- _Provided passage_
- - -

Proof: Consider the Smith diagram of a squaring:

Smith diagram
Source: Wikipedia

This is a planar graph where vertices represent horizontal segments, edges represent squares, and faces represent vertical segments. Suppose we have a prime perfect squaring whose Smith diagram has v vertices, e edges, and f faces.

Consider any vertex besides the two poles. The sum of its incoming edges equals the sum of its outgoing edges. If it had only 1 of each, then they would be equal, and the squaring would be imperfect, so its degree must be at least 3. If its adjacent edges are all odd primes, then there must be an even number of them, so its degree must be at least 4, unless it is one of at most 2 vertices adjacent to an even prime (2). For the poles themselves, both must have degree at least 2 (else our squaring would only have 1 square), and one must have degree at least 3 (else 2 squares would overlap in the center of our squaring). In summary, v − 4 vertices have degree at least 4, 3 of the others have degree at least 3, and the last has degree at least 2, so the sum of the degrees of the vertices is at least 4v − 5. This double counts each edge, so 2e ≥ 4v − 5 ⇒ 4v ≤ 2e + 5.

- - -

- _Data shown_
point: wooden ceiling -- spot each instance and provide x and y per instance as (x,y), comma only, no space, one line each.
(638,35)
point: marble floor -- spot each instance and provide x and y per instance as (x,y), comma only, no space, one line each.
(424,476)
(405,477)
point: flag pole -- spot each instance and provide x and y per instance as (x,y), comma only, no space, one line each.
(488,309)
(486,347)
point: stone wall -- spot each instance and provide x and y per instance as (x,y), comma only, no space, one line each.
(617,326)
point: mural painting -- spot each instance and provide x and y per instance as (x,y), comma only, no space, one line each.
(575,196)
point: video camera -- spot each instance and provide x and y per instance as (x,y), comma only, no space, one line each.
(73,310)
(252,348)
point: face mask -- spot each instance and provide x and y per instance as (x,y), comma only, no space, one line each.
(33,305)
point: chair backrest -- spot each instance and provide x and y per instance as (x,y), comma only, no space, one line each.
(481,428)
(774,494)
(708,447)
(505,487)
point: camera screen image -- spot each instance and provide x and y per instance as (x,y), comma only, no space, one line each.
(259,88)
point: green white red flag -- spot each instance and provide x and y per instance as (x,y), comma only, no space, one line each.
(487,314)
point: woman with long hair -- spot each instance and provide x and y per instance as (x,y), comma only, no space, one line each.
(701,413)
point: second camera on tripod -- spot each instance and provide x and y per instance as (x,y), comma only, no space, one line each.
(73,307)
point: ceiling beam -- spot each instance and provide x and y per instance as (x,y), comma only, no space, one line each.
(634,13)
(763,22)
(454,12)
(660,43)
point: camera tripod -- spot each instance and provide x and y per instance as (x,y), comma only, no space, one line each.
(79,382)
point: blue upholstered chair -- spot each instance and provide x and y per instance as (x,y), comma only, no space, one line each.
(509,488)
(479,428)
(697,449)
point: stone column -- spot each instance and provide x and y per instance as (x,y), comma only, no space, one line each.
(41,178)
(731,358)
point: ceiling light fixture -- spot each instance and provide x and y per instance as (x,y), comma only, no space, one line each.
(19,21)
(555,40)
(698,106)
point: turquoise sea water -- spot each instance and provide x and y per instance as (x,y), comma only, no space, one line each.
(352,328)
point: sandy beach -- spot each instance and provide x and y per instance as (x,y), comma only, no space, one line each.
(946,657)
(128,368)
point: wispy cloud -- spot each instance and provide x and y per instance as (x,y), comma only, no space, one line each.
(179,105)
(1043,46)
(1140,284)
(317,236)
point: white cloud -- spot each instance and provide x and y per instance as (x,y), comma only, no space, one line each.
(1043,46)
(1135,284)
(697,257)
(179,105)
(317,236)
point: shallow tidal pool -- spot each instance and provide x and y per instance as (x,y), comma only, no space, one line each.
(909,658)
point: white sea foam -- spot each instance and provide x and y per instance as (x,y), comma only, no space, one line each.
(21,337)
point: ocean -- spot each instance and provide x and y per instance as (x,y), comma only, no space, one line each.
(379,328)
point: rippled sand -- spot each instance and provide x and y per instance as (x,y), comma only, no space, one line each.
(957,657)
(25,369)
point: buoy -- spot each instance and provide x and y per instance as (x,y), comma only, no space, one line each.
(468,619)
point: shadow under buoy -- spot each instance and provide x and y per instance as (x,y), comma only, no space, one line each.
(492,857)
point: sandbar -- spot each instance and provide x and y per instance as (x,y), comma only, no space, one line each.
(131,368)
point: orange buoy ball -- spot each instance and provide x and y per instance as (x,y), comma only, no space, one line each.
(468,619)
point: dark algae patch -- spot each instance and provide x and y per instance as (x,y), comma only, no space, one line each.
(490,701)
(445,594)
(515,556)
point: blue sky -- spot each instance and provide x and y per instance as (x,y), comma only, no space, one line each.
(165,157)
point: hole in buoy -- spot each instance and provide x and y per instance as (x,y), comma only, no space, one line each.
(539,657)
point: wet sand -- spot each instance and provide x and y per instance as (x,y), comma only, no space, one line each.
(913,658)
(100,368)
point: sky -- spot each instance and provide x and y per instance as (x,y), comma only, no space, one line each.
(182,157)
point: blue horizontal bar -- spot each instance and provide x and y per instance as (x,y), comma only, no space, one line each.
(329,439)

- - -

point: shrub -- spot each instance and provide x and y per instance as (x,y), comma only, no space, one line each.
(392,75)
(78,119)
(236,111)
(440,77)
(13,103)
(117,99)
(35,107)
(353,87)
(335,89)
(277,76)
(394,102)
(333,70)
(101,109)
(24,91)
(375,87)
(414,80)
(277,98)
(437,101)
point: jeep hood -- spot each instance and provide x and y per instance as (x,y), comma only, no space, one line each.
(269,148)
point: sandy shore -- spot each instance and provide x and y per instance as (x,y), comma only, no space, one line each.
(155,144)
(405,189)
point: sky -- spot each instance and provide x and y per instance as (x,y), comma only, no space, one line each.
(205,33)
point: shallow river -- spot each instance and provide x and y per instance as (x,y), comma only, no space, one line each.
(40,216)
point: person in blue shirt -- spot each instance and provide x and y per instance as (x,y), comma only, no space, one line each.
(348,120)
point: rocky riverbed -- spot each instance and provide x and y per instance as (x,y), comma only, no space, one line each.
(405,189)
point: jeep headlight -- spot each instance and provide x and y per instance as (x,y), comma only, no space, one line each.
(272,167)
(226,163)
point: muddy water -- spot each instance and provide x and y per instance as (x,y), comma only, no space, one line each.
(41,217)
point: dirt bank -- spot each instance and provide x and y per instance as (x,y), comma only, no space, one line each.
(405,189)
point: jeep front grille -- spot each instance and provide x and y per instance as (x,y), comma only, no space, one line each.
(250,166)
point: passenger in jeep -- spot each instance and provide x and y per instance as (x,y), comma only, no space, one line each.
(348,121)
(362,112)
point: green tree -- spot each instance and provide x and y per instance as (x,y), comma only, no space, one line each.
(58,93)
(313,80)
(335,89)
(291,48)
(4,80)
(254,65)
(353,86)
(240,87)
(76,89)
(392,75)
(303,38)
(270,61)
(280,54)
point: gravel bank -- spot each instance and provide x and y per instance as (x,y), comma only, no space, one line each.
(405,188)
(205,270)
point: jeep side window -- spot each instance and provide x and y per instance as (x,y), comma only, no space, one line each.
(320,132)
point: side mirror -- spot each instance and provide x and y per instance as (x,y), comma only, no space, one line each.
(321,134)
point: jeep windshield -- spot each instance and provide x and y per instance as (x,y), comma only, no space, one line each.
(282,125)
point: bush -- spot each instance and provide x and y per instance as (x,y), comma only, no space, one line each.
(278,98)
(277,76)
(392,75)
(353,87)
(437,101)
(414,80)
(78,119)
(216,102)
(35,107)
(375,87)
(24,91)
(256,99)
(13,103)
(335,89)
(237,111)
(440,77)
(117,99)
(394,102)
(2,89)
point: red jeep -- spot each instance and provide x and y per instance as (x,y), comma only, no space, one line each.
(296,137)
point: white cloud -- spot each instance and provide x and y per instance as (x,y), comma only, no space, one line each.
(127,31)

- - -

- _Task instructions_
1. In the Smith diagram proof, what do the faces of the planar graph represent?
2. Extend the Smith diagram proof, starting right after its last sentence.

- _Written answers_
1. Vertical segments.

2.
Similarly, consider any face. The sum of the edges on its left equals the sum of the edges on its right. For perfection, it must border at least 3 edges. For primality, it must border at least 4 edges, unless it is one of at most 2 faces bordering a 2. Therefore, the sum over all faces of the number of edges bordering them is at least 4f − 2. This double counts each edge, so 2e ≥ 4f − 2 ⇒ 4f ≤ 2e + 2.

Because we have a connected plane graph, Euler's formula gives v − e + f = 2. Multiplying by 4 and substituting the two inequalities gives 8 = 4v − 4e + 4f ≤ (2e + 5) - 4e + (2e + 2) = 7 — a contradiction. Therefore, no prime perfect squaring exists.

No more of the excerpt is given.